#### What is required:
Copy the records word for word, starting at the line that contains "Could you locate the green" and continuing down to the last line of the records, with both of those lines included.

^^^^^^^^

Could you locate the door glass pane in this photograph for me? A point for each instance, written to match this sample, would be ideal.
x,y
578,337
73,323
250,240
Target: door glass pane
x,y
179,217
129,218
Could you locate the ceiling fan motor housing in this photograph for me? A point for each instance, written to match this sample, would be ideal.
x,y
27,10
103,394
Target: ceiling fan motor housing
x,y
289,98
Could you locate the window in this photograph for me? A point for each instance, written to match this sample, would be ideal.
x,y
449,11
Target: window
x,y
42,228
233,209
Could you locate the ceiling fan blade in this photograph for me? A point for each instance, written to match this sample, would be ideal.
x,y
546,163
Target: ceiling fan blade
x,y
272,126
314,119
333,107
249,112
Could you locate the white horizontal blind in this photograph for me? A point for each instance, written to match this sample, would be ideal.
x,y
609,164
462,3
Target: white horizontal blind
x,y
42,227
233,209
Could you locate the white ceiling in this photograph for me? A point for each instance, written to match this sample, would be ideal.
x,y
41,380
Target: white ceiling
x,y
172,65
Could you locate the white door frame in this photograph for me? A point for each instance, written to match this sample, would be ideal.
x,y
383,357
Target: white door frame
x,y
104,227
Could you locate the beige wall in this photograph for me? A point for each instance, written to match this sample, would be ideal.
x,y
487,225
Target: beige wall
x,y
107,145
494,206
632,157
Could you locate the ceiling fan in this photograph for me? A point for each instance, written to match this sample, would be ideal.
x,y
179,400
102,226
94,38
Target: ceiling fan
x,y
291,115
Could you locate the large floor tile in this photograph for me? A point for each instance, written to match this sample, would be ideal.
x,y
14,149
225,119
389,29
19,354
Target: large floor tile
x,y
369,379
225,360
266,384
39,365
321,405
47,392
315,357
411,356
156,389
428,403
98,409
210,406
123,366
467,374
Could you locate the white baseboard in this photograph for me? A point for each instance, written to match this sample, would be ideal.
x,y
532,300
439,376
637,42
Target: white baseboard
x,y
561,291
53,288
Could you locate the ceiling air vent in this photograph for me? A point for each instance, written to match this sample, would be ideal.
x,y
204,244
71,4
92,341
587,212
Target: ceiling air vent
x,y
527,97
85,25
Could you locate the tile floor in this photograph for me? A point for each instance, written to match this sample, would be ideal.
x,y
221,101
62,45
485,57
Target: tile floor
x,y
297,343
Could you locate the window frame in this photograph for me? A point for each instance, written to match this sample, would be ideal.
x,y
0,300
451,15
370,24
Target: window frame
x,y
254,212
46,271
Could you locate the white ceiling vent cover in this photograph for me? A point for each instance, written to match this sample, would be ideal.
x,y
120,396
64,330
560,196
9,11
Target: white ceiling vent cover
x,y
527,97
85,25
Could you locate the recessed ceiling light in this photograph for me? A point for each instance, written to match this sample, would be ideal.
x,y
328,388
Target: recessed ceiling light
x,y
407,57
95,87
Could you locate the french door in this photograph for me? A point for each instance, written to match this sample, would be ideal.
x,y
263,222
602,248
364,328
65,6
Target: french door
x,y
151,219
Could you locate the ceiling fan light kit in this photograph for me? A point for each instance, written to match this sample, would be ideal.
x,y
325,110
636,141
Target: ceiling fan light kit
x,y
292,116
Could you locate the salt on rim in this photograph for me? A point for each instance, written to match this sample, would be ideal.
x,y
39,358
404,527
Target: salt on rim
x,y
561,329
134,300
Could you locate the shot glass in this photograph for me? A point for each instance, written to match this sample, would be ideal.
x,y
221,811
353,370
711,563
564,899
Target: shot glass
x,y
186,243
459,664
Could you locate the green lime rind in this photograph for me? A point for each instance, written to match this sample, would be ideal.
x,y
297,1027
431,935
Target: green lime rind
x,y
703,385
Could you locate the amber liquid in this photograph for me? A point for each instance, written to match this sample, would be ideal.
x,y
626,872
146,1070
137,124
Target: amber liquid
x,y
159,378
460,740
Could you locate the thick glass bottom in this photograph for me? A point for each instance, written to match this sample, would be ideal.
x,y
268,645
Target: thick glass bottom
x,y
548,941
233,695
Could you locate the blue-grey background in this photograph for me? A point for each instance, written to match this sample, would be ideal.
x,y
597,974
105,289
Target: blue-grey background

^^^^^^^^

#### Solution to this exercise:
Could you locate the green lime rind in this photograph for me? A point for each instance, written to match this sample, would be ideal.
x,y
297,1027
431,935
Target: green lime rind
x,y
703,385
Could you locate the amber liquid in this photograph for me? A point for each instance, written to match this sample, would be ideal.
x,y
626,872
146,1070
137,124
Target: amber liquid
x,y
159,378
460,740
Could you locate the thick glass bottom in this photograph for me? A point for each instance, written to match this sample, would be ideal.
x,y
268,645
Target: thick glass bottom
x,y
548,941
233,695
Could you locate the blue-grey background in this photograph for me? A point for each instance, written to match this sample, would be ideal.
x,y
597,974
105,289
Target: blue-grey background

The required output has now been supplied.